begin SOURCE EXTRACT

Federal Trade Commission Takes Step to Ban Most Non-Compete Agreements Nationwide
By Patrick S. McCarney – RBE Attorney
The Federal Trade Commission (“FTC”) recently announced that it plans to ban most non-compete agreements nationwide and released a 218-page Notice of Proposed Rulemaking to that effect. Non-compete agreements, also known as covenants not to compete, are contracts that prohibit an individual from working for a competing company or starting a competing business for a certain period of time after leaving their current job. According to the FTC, approximately one in five Americans are bound by some form of non-compete agreement. Non-compete agreements have historically been a matter of state law and are at least somewhat enforceable in 47 states (including Indiana), though they are generally subject to greater judicial scrutiny than other contractual provisions due to their restrictive nature. If the proposed FTC rule becomes a final rule, it would become federal law, at which point it would supersede all state laws related to non-compete agreements.
The proposed rule expressly states that non-compete agreements are an “unfair method of competition” and would generally prohibit all employers from: 1) entering into or attempting to enter into a noncompete with a worker; 2) maintaining a noncompete with a worker; or 3) representing to a worker under certain circumstances that the worker is subject to a non-compete agreement. In addition to traditional employees, the proposed rule also extends to independent contractors and anyone else who works for an employer, whether paid or unpaid, such as interns.
The proposed rule is broad by design, and it does not make exceptions for any particular industry, size of business, type of worker, or level of worker compensation. In other words, the proposed rule would apply with equal force to a minimum-wage worker and a Fortune 500 CEO. However, the proposed rule does include three narrow limitations. First, the proposed rule would not bar other types of contractual employment restrictions, such as non-disclosure agreements and customer or employee non-solicitation agreements (unless such restrictions function as disguised non-compete agreements). Second, the proposed rule does not apply to non-compete agreements binding: 1) a person selling a business entity or otherwise disposing of their entire ownership interest in the business entity; or 2) a person selling substantially all the assets of a business when such person is a substantial owner, member, or partner in the business when entering the non-compete (i.e., holding at least a 25% ownership interest). Third, the proposed rule does not apply to non-compete agreements between franchisees and franchisors, which will remain subject to federal antitrust and other applicable laws.
To comply with the proposed rule if it becomes law, employers would need to rescind their outstanding non-compete agreements. Additionally, employers would be required to provide express notice to workers formerly subject to non-compete agreements stating that they can do any of the following after their employment ends: 1) seek or accept a job with any company or any person—even a competitor; 2) run their own business—even a competing one; and 3) otherwise compete with their employer.

end SOURCE EXTRACT

DIRECTIONS:
According to the article on the FTC's proposed non-compete rule, about what share of Americans are bound by some form of non-compete agreement? The records that follow are separate from the article and unrelated to it.

begin ITEMS

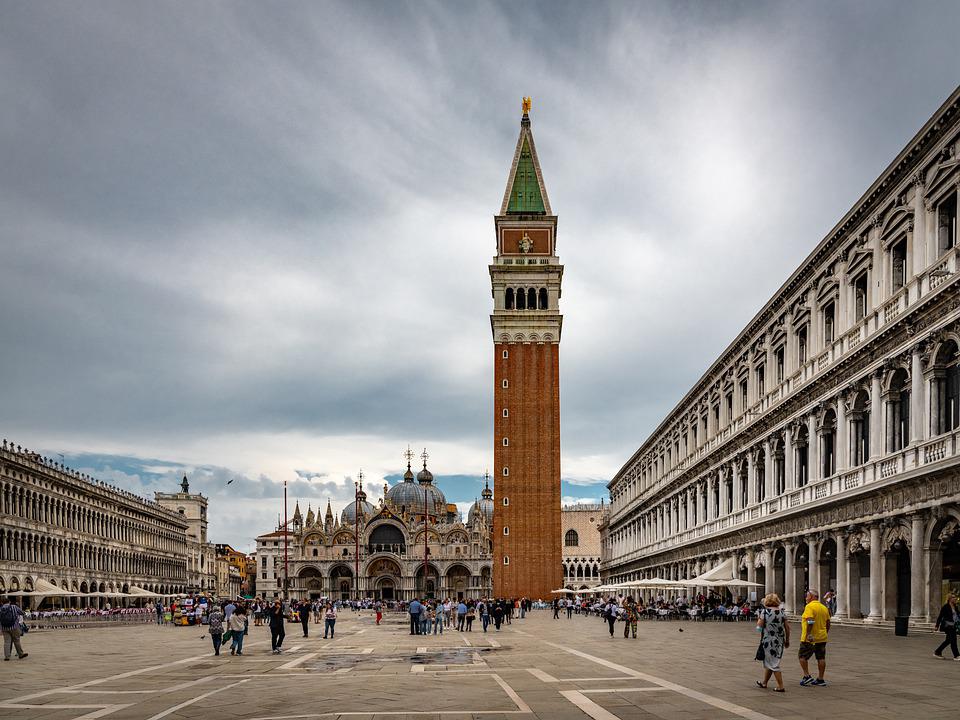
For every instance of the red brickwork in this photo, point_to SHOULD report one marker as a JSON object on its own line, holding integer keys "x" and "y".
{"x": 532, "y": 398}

end ITEMS
begin ITEMS

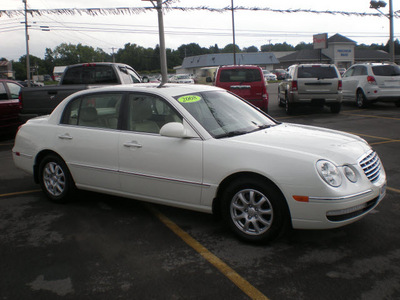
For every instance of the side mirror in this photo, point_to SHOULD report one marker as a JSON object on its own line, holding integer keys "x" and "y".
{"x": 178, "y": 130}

end ITEMS
begin ITEMS

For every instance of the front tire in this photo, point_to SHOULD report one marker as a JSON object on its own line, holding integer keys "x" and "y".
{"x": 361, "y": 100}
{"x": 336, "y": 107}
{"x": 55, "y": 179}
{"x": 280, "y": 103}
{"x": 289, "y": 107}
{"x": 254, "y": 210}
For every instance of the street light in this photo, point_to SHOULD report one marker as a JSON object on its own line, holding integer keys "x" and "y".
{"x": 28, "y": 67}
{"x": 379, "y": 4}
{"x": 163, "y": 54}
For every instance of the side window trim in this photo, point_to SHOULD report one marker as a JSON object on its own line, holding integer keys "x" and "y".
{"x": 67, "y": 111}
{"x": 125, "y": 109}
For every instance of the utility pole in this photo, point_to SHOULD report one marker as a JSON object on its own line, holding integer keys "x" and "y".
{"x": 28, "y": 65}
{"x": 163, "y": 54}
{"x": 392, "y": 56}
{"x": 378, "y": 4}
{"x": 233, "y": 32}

end ITEMS

CORRECT OUTPUT:
Approximately one in five Americans.